Gather all lines in the records below that include the word "segment".
(Data Opens)
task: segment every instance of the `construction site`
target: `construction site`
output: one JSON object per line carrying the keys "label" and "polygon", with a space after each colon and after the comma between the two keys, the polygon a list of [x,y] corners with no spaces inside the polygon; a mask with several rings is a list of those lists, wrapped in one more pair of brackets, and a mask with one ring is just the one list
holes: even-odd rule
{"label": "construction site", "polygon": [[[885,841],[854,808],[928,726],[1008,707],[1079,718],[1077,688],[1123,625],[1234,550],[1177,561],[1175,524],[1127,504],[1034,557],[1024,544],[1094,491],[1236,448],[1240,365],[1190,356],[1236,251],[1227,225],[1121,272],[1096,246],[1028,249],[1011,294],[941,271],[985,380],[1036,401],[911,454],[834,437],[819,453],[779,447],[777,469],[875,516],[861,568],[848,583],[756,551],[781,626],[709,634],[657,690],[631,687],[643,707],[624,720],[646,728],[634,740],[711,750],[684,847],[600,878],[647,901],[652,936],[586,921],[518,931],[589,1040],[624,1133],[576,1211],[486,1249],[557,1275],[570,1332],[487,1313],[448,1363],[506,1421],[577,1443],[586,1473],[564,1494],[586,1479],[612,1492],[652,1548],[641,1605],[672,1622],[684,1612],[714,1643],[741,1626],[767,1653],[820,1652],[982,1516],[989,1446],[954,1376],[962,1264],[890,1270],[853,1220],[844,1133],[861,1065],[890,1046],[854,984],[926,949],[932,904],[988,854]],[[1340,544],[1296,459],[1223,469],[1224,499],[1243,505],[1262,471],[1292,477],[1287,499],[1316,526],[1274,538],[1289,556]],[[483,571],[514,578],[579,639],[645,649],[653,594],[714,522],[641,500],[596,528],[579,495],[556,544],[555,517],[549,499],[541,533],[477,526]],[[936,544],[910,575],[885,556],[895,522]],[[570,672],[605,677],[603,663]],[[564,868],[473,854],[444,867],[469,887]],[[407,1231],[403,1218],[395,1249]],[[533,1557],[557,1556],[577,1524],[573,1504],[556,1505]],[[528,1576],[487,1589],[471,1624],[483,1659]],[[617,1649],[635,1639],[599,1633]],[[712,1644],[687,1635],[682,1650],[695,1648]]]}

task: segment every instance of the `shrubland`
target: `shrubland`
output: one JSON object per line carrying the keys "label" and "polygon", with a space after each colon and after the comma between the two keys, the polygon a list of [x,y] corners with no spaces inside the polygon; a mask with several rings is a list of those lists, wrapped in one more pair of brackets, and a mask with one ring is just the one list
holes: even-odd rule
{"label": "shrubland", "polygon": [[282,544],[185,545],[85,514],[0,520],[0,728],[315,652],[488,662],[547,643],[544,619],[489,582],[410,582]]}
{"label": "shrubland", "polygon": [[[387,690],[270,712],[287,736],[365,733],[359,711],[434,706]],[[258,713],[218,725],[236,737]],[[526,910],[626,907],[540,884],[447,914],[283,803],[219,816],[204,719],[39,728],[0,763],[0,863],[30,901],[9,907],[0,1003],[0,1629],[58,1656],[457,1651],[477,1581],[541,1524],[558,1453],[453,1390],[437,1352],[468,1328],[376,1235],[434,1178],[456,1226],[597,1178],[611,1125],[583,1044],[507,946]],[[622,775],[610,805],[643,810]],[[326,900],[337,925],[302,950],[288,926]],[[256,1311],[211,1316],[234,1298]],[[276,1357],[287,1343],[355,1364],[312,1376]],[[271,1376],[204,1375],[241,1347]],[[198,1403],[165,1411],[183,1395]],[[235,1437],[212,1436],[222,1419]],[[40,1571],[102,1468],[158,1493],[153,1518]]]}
(Data Closes)
The answer
task: segment every instance of the `construction site`
task: segment every instance of the `shrubland`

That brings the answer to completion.